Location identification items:
★ ★ ★

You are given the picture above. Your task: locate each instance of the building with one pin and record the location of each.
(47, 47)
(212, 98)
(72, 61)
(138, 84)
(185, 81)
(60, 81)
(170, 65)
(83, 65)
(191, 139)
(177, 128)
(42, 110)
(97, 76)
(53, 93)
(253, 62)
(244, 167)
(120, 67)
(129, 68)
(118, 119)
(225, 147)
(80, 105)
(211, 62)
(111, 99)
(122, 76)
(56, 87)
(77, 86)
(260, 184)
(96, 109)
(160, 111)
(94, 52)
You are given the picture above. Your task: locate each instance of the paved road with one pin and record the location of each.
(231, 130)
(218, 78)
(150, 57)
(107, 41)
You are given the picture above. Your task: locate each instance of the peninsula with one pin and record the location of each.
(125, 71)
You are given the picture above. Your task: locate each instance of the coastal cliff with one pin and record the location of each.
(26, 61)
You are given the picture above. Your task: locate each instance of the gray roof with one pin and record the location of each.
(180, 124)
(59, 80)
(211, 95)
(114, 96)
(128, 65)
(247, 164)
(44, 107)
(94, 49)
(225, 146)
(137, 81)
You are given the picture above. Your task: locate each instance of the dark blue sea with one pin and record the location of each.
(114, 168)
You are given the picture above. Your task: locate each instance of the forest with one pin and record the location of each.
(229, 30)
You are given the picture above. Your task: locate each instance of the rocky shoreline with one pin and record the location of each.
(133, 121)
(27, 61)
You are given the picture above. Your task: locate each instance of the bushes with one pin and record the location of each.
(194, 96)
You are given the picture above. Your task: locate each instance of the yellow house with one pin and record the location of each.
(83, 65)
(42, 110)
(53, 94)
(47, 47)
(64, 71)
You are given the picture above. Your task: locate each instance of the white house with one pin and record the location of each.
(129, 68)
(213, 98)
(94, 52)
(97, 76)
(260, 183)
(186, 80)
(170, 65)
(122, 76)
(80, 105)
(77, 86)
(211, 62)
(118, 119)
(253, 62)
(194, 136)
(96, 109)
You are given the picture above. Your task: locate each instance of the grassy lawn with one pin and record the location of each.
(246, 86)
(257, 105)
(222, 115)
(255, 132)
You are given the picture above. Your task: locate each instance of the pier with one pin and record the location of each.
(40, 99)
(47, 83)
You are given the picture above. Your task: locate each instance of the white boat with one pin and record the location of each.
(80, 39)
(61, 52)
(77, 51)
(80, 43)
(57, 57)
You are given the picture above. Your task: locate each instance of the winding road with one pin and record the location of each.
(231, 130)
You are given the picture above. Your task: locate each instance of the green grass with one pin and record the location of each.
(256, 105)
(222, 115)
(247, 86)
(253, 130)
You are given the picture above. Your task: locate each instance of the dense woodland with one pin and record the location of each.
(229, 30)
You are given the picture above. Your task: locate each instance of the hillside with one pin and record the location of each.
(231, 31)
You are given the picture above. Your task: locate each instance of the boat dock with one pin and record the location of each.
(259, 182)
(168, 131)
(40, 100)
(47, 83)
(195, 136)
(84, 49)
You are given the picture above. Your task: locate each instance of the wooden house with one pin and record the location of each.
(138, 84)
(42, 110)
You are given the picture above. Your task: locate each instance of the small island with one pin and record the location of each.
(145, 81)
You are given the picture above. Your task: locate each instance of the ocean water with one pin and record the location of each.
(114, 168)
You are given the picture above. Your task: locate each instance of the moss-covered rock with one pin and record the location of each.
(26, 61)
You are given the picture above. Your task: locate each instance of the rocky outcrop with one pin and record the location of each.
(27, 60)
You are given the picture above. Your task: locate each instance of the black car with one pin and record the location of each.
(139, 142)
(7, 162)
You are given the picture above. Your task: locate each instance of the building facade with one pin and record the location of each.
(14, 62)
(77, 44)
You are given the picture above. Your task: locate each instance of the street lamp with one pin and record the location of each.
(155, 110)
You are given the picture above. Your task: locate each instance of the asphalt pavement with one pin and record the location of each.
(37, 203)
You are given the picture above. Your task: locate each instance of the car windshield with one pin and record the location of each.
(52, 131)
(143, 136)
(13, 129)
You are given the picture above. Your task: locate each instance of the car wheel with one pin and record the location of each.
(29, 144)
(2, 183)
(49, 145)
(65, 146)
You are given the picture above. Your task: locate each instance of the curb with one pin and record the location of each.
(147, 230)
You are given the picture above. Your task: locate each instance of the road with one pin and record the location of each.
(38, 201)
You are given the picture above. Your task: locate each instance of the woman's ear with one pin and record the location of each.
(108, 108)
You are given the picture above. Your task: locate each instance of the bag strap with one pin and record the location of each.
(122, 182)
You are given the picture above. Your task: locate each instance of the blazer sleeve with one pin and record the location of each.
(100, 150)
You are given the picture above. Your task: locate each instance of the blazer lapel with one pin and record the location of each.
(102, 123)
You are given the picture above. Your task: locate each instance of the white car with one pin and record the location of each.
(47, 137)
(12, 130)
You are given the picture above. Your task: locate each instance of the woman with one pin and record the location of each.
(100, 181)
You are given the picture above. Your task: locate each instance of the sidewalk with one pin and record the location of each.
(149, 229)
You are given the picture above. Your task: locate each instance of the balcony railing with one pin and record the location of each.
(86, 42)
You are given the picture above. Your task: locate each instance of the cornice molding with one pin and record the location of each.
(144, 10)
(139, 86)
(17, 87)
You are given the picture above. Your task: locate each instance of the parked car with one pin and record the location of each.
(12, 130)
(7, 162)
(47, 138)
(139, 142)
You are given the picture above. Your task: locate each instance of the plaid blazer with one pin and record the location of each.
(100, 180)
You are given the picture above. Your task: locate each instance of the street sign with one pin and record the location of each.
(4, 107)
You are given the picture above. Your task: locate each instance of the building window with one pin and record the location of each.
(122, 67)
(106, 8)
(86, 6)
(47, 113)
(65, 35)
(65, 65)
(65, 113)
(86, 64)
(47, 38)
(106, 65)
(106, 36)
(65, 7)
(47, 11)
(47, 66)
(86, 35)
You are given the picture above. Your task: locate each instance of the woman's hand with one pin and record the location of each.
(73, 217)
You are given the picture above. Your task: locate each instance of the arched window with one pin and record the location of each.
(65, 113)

★ ★ ★

Problem description -
Copy out every one of the records above, replacing "one pin" with "a single marker" and keeping everything else the same.

Complete response -
You are given the picture above. Your task: locate each instance of the building with a single marker and record the location of each.
(47, 47)
(212, 98)
(72, 61)
(138, 84)
(185, 81)
(60, 81)
(170, 65)
(83, 65)
(191, 139)
(177, 128)
(42, 110)
(97, 76)
(53, 93)
(253, 62)
(244, 167)
(120, 67)
(129, 68)
(118, 119)
(225, 147)
(80, 105)
(211, 62)
(111, 99)
(122, 76)
(56, 87)
(77, 86)
(260, 184)
(96, 109)
(160, 111)
(94, 52)
You are given the picture above. Your task: locate each instance of the paved road with a single marker and record the location of each.
(231, 130)
(218, 78)
(150, 57)
(107, 41)
You are given the picture above. Your task: locate each instance of the peninsula with a single marker and record the location of each.
(125, 71)
You are given the picture above. Your task: locate each instance of the coastal cliff with a single marker and record the location of each.
(26, 61)
You are given the picture above. Your task: locate each instance of the gray roof with a single marker and record the location of each.
(180, 124)
(59, 80)
(211, 95)
(114, 96)
(128, 65)
(247, 164)
(44, 107)
(94, 49)
(225, 146)
(137, 81)
You are given the picture above. Your task: locate each instance of the dark blue sea with a single marker and record the location of each.
(114, 168)
You are given the picture above. Your task: locate each instance of the forest with a single marker and record the location of each.
(229, 30)
You are given the picture above. Your task: locate each instance of the rocky shoreline with a single marker and record the location of each.
(133, 121)
(27, 61)
You are given the picture above. Your task: locate each instance of the bushes with a single marker and record the location of each.
(194, 96)
You are given the picture above. Your task: locate each instance of the yellow house with a single marker and record the location of each.
(83, 65)
(42, 110)
(53, 94)
(47, 47)
(64, 71)
You are given the picture above. Your task: locate each instance of the white house with a single marker and record the location of each.
(129, 68)
(213, 98)
(94, 52)
(97, 76)
(260, 183)
(186, 80)
(170, 65)
(122, 76)
(80, 105)
(77, 86)
(211, 62)
(118, 119)
(253, 62)
(194, 136)
(96, 109)
You are given the picture above. Your task: locate each instance of the grassy lawn with a single marker and record the location of each.
(246, 86)
(257, 105)
(222, 115)
(255, 132)
You are given the picture above. Your task: locate each instance of the pier with a single marker and record the location of each.
(40, 99)
(47, 83)
You are given the picture above. Your task: locate each instance of the white boat with a single marker and record the location of each.
(80, 39)
(61, 52)
(77, 51)
(80, 43)
(57, 57)
You are given the picture above. Your task: locate each instance of the winding road with a single marker and record the location of each.
(231, 130)
You are given the picture above. Your task: locate each instance of the green grass with a single marker and record the location of each.
(256, 105)
(222, 115)
(247, 86)
(253, 130)
You are given the picture above. Your task: locate each instance of the dense woodland with a single marker and record the location of each.
(229, 30)
You are given the picture above. Your task: locate each instance of the hillside with a single marker and record the location of each.
(231, 31)
You are given the picture above. Your task: locate each instance of the boat dock with a single marker and record the location of each.
(259, 182)
(168, 131)
(40, 100)
(47, 83)
(195, 136)
(84, 49)
You are given the picture above. Your task: locate each instance of the wooden house with a single marker and record the location of each.
(138, 84)
(42, 110)
You are given the picture above. Your task: locate each instance of the small island with a single marker and record the location of each.
(145, 81)
You are given the picture above. Your task: locate each instance of the ocean water with a single marker and record the location of each.
(114, 168)
You are given the picture above. Your task: locate each instance of the moss-covered rock with a single marker and record the location of each.
(26, 61)
You are given the picture above. Your task: locate each instance of the rocky outcrop with a single marker and record the location of each.
(27, 60)
You are given the picture above. Your task: locate each instance of the black car with a single marker and record the location of each.
(139, 142)
(7, 162)
You are given the picture above. Your task: locate each instance of the building facade with a single marker and record the location of each.
(14, 62)
(77, 44)
You are given the picture above. Your task: locate each instance of the street lamp with a single marker and record the location of each.
(155, 110)
You are given the picture above. Your task: locate each instance of the asphalt pavement with a single marker and record the location of each.
(37, 203)
You are given the picture above. Your task: locate each instance of the car windshield with a single marker and record the location of each.
(52, 131)
(143, 136)
(13, 129)
You are given the picture above. Your task: locate each instance of the car wheel with a single marker and record the location of each.
(29, 144)
(2, 183)
(49, 145)
(65, 146)
You are given the picture above. Your task: locate each instance of the curb with a single marker and record the location of each.
(147, 230)
You are given the picture above. Your task: locate each instance of the road with a single marker and record the location of each.
(38, 201)
You are given the picture above. Your task: locate each instance of the woman's ear with a single marker and record the location of each.
(108, 108)
You are given the picture above. Your task: locate each instance of the bag strap with a single marker and record the location of each.
(122, 182)
You are given the picture above. Your task: locate each instance of the blazer sleeve with a single marker and record the location of each.
(100, 150)
You are given the picture above. Your task: locate each instance of the blazer lapel with a single marker and record the location of each.
(102, 123)
You are given the picture above. Your task: locate each instance of the white car with a single marker and record the location of each.
(47, 137)
(12, 130)
You are given the picture above. Your task: locate each instance of the woman with a single marker and record the location of each.
(100, 181)
You are given the picture above. Your task: locate each instance of the sidewalk with a single marker and record the location of each.
(149, 229)
You are given the picture above. Your task: locate each instance of the balcony railing with a single marker and record the location of each.
(86, 42)
You are given the picture above. Your task: locate each instance of the cornice molding with a single marker and record the location of each.
(144, 10)
(139, 86)
(17, 87)
You are given the picture above. Your task: locate each instance of the parked car with a single marker and record the location of each.
(12, 130)
(7, 162)
(47, 138)
(139, 142)
You are given the picture above. Your task: locate each instance of the plaid blazer with a single marker and record the location of each.
(100, 180)
You are given the picture above. Your task: locate each instance of the street sign with a single marker and record the location of each.
(4, 107)
You are given the picture above. Your task: locate each instance of the building window with a single marker and record the location of each.
(122, 67)
(106, 8)
(86, 6)
(47, 113)
(65, 35)
(65, 65)
(65, 113)
(86, 64)
(47, 38)
(106, 65)
(106, 36)
(65, 7)
(47, 11)
(47, 66)
(86, 35)
You are given the picture above. Your task: locate each instance of the woman's hand with a single marker and record the location of each.
(73, 217)
You are given the picture above. Your task: locate each instance of the arched window with a single marker and record the location of each.
(65, 113)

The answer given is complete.